_ENTRIES_:
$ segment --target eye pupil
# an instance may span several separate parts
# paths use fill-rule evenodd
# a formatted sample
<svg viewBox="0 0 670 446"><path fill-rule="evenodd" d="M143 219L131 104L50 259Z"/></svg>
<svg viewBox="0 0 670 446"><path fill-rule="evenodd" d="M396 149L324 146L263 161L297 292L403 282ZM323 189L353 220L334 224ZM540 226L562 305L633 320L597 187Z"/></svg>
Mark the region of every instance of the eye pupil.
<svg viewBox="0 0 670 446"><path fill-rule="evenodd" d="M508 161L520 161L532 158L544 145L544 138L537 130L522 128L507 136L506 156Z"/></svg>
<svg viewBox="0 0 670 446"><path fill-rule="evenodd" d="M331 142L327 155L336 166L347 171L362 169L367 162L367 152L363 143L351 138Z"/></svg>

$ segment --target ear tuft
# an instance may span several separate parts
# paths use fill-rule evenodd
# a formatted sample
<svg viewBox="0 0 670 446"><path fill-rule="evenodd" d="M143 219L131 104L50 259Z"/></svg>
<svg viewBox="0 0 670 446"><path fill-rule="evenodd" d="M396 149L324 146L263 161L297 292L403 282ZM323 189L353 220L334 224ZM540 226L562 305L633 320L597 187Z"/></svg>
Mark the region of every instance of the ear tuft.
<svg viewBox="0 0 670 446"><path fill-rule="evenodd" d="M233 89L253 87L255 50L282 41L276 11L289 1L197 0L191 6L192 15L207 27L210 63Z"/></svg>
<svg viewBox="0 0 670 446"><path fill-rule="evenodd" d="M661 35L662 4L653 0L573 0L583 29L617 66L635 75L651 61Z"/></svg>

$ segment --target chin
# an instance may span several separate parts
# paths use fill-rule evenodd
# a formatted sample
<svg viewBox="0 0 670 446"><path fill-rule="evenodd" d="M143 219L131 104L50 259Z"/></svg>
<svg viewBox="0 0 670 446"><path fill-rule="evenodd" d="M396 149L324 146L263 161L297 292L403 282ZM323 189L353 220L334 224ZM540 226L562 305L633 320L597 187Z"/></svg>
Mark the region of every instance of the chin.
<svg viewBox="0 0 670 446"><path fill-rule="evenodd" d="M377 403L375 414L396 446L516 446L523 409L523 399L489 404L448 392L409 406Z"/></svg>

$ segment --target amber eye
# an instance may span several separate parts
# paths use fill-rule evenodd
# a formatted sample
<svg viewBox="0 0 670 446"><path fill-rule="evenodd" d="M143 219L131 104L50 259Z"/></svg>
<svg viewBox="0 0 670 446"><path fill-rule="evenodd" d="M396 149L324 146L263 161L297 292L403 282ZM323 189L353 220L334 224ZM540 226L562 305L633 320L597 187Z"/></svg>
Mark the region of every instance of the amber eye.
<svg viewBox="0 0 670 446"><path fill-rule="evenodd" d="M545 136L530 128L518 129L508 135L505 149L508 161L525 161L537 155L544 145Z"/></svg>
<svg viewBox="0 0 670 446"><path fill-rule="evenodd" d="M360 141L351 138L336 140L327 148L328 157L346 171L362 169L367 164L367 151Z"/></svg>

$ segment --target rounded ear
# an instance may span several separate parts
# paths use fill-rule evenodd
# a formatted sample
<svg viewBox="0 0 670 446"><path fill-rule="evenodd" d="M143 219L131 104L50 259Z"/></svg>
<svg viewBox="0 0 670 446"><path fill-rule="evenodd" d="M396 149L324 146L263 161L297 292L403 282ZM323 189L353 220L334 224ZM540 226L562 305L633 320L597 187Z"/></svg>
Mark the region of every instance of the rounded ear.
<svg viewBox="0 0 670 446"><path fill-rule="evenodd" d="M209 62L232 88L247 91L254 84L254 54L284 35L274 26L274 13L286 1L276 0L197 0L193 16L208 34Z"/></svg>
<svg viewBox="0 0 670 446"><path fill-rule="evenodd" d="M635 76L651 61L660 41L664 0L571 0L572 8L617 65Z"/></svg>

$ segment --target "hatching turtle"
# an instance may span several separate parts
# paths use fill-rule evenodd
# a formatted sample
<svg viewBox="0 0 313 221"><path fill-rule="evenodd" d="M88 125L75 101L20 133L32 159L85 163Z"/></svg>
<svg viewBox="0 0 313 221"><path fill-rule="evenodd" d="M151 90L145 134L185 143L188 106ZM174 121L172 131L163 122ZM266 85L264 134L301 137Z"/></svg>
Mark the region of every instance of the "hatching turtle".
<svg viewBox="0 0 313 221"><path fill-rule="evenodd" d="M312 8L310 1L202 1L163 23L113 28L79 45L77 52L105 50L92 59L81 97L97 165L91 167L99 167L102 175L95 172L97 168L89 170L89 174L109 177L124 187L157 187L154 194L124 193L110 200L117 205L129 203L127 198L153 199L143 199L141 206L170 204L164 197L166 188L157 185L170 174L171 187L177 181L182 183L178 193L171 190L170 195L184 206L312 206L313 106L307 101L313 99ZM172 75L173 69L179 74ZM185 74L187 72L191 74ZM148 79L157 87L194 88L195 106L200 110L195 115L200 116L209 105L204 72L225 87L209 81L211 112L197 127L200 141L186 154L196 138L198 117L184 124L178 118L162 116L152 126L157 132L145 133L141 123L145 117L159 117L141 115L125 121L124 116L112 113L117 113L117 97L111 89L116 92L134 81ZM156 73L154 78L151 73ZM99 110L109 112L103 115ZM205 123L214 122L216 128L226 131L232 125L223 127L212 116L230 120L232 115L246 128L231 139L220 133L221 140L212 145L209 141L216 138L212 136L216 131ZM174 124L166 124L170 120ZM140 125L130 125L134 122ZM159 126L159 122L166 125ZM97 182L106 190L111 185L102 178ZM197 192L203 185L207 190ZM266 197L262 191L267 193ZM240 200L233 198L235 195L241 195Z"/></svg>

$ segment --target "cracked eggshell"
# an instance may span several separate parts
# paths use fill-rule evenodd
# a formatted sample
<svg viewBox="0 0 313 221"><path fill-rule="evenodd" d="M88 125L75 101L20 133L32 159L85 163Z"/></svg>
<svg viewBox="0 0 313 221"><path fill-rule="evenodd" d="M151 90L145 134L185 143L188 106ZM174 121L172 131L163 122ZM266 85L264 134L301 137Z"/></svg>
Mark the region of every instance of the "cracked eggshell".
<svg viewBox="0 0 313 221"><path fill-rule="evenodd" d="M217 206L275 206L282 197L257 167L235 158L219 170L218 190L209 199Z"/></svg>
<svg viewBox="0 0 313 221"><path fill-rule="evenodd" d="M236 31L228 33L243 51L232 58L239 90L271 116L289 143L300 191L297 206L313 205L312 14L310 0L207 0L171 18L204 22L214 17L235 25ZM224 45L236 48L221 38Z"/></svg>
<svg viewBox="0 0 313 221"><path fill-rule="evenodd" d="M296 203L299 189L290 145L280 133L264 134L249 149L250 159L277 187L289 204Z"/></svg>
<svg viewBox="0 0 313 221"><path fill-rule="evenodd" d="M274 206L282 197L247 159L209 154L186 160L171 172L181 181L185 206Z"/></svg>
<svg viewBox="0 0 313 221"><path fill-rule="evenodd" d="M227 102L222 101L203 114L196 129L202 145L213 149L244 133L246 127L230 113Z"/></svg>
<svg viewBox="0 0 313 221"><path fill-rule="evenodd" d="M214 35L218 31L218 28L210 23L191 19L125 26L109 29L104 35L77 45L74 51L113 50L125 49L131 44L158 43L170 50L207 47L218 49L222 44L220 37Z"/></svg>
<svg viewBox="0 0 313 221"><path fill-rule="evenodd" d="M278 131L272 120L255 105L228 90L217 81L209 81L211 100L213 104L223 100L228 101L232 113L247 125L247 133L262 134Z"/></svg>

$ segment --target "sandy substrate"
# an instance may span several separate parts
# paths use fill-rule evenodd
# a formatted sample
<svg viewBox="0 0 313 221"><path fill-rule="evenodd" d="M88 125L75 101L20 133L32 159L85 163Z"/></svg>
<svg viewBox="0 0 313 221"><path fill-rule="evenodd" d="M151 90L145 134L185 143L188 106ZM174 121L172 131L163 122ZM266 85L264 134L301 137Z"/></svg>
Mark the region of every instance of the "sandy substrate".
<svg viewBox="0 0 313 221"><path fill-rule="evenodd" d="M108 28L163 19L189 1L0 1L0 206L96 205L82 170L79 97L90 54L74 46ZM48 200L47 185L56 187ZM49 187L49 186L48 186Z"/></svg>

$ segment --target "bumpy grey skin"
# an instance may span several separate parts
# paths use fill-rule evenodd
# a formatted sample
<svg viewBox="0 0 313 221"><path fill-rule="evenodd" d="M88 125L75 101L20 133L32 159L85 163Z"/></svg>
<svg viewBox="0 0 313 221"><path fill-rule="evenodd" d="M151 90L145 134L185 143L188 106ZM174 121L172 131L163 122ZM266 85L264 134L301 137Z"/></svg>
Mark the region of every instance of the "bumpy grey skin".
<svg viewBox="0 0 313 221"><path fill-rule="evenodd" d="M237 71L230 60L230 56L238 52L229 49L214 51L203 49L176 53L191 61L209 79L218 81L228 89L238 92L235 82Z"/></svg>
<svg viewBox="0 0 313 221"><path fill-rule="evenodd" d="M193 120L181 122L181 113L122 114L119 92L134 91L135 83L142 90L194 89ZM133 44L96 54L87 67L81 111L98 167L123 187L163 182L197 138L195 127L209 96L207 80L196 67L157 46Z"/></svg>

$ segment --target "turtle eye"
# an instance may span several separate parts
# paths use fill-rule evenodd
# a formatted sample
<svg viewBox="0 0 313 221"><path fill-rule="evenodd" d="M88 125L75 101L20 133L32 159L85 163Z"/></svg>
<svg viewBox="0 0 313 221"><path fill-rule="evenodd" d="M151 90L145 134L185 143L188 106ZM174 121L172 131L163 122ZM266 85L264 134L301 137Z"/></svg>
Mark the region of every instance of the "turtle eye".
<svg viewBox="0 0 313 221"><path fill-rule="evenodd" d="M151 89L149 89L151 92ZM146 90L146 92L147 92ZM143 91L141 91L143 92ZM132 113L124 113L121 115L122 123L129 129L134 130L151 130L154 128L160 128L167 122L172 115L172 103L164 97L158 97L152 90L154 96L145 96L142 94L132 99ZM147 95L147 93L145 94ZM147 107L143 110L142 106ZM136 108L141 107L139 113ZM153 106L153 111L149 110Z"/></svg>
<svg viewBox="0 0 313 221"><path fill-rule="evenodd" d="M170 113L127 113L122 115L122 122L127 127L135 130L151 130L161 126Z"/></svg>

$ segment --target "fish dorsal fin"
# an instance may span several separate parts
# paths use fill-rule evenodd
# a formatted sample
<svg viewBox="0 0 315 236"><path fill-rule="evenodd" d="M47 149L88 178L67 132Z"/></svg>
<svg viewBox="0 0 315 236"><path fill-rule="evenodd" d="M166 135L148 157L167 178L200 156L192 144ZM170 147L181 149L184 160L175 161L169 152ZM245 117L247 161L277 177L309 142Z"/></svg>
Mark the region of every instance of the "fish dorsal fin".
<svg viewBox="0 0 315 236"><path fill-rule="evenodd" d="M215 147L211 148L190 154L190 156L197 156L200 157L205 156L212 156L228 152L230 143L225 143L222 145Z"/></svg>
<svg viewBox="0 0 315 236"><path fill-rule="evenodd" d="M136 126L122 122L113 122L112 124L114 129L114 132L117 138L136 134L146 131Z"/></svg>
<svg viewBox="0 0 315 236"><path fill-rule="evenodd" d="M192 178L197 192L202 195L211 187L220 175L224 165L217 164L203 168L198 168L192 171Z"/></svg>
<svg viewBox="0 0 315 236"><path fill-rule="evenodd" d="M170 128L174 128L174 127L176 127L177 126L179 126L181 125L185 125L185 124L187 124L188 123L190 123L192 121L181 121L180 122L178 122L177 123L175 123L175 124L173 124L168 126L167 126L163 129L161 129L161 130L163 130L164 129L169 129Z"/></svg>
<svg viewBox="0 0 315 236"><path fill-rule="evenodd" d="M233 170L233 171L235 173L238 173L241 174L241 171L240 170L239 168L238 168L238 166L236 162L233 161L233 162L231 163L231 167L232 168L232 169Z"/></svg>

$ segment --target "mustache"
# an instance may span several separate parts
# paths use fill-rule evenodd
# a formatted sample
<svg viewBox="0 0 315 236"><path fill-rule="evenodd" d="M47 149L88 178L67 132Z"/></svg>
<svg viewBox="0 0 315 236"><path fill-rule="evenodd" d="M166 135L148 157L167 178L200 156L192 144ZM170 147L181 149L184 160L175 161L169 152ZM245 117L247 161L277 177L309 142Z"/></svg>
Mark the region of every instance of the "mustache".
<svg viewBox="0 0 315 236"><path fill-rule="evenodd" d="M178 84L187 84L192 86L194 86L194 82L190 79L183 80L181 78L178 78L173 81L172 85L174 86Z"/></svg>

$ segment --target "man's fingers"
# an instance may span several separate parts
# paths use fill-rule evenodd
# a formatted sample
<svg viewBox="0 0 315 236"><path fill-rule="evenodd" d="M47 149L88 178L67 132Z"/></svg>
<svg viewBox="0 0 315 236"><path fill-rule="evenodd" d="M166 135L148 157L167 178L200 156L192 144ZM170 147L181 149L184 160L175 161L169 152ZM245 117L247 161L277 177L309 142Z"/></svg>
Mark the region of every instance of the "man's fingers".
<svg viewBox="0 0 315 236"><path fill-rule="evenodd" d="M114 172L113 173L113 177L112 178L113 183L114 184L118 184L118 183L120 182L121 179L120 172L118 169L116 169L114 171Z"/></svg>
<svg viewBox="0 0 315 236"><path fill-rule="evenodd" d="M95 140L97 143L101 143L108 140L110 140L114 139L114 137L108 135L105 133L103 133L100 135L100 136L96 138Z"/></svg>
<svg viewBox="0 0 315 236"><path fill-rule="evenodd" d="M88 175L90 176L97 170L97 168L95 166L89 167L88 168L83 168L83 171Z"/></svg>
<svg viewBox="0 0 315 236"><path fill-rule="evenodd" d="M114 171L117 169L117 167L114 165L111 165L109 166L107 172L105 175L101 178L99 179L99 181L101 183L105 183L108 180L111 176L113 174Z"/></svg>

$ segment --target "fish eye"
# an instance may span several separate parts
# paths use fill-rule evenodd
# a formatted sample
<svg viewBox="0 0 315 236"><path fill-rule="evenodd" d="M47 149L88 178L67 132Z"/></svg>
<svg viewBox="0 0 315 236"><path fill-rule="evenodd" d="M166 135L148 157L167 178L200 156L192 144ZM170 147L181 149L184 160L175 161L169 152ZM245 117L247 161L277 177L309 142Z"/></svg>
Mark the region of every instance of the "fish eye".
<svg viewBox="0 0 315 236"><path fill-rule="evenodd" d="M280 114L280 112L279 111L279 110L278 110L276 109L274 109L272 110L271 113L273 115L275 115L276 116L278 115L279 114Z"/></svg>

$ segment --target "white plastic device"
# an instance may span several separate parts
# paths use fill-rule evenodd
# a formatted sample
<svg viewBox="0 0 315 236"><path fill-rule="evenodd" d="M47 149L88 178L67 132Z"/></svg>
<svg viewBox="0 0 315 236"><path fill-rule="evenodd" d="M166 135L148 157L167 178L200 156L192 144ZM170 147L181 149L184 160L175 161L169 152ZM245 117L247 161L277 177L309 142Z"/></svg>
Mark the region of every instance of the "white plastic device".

_DESCRIPTION OF THE TASK_: In the records above, number the lines from the one containing "--target amber eye" through the one containing "Mark the region of every instance of the amber", both included, as a list, skipping any blank lines.

_SOLUTION BELOW_:
1. $ segment --target amber eye
2. # an instance may span several separate parts
3. # paths use fill-rule evenodd
4. # a formatted sample
5. <svg viewBox="0 0 670 446"><path fill-rule="evenodd" d="M143 219L131 104L50 259Z"/></svg>
6. <svg viewBox="0 0 670 446"><path fill-rule="evenodd" d="M396 149L324 146L263 161L297 292L403 282ZM323 189L353 220L334 224ZM540 226L562 305L633 320L597 187Z"/></svg>
7. Mark the region of every instance of the amber eye.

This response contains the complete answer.